Exercise => Could the lines from the one with "Where can you see the outstretched" through the end of the listing be restated exactly, with nothing else included?

(Rows from a pointing dataset)
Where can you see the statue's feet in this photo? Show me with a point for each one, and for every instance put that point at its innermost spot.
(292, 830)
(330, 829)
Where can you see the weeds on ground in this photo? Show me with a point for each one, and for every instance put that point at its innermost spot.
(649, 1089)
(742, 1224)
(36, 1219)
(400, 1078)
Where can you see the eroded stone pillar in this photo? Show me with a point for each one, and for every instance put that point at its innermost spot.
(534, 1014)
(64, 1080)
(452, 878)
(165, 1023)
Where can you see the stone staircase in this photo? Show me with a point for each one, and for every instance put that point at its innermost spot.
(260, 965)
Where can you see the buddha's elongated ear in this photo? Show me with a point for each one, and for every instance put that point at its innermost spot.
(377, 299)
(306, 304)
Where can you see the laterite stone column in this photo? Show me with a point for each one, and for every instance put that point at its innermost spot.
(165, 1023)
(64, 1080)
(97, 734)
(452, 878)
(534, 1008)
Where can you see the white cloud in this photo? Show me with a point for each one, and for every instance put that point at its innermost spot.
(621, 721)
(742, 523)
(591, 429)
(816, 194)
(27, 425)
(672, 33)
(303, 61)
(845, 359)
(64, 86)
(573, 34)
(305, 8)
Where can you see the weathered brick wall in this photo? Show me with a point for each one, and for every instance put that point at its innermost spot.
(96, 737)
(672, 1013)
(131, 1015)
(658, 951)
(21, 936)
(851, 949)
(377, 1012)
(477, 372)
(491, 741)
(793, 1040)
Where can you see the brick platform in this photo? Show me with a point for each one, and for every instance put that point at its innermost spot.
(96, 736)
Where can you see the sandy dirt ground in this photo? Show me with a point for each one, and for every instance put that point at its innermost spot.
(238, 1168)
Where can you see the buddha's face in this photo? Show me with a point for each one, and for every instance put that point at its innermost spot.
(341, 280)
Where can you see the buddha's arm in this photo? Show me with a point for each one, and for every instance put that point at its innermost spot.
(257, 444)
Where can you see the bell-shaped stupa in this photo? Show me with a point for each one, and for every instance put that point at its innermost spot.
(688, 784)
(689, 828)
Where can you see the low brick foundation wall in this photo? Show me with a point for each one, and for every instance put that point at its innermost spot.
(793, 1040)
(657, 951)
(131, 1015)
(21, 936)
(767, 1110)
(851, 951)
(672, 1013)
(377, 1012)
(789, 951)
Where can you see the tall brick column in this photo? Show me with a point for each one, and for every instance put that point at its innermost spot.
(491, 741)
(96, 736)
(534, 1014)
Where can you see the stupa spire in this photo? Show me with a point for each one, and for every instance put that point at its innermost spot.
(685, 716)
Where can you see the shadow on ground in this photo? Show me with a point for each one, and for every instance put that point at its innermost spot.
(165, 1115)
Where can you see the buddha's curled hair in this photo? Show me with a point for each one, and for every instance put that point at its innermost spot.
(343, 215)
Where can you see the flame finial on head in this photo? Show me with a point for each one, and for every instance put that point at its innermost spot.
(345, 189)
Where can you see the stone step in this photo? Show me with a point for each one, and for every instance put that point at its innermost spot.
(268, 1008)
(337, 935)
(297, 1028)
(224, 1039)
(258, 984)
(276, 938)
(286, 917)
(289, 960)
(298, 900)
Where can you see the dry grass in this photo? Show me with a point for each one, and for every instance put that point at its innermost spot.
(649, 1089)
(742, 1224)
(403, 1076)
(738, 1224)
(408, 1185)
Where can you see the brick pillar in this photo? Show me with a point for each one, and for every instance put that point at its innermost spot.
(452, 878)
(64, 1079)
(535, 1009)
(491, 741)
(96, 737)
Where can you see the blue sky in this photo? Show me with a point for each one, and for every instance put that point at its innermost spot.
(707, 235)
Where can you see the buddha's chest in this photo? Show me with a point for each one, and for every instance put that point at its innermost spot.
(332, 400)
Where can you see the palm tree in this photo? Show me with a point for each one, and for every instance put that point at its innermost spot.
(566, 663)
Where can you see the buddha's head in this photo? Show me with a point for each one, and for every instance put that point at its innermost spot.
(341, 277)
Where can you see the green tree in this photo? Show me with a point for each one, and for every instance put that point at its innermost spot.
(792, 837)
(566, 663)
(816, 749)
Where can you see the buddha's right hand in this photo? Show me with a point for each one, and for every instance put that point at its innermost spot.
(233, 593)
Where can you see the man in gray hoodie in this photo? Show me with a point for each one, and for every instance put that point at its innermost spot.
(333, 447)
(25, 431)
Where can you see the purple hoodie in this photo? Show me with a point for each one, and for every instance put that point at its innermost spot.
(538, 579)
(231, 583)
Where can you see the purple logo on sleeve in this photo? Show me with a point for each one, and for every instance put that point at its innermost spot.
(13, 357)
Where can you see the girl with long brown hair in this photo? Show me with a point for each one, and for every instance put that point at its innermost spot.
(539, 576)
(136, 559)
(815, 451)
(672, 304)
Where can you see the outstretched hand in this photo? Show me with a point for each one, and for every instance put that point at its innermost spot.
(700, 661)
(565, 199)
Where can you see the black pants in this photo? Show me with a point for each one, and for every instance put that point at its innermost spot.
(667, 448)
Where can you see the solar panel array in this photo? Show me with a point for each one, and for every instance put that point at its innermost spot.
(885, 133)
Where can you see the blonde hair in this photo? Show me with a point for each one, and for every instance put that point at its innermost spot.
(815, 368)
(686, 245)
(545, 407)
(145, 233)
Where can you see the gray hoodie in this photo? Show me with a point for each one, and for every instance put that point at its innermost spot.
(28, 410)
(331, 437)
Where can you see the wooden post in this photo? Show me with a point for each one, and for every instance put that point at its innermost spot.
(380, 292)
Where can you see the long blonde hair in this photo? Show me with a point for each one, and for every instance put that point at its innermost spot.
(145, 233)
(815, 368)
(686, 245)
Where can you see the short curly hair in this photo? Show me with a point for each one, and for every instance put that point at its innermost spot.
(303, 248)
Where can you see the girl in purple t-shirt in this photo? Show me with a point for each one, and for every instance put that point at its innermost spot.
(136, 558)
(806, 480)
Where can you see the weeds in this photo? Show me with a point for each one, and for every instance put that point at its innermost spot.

Correct output =>
Where can you see the outstretched hand in this photo? Show me with a point for each one, and for every instance put that point at its innermost spot.
(700, 661)
(565, 199)
Where can you see the black pants in this photo? Show me with a point for each one, and for every instance put that point at its innermost spot.
(667, 448)
Where can you see the solar panel array in this photo? Show me with a point for each one, and for every instance put that point at its innermost spot.
(885, 133)
Where can you see the blonde hair in this photo? Show me with a point for each one, and for every instance put that point at its innermost spot.
(815, 368)
(686, 245)
(545, 407)
(145, 233)
Where can you see the gray hoodie in this photo? Show me with a point for each one, and for every instance put that point at its innermost spot.
(28, 410)
(331, 437)
Where can you see the wooden post in this photo? Show me with a point for each one, and for every instance put that point at its innermost spot.
(380, 292)
Where can you see the long blonde hair in this photo? Show me with a point for each one, and for every instance put that point at its innermost spot.
(145, 233)
(815, 368)
(686, 245)
Where can you see the short curly hair in this photo? Show me with a point for each one, and for every instance put that point at its innermost spot.
(303, 248)
Where can you see the girl in purple t-shirt in this photo? Show me with a point for each one, and for every instance put that point at its innermost spot.
(136, 558)
(806, 480)
Where can you see the weeds in this photo? Show me with a point for each one, and for every instance put that point at its innermost spot.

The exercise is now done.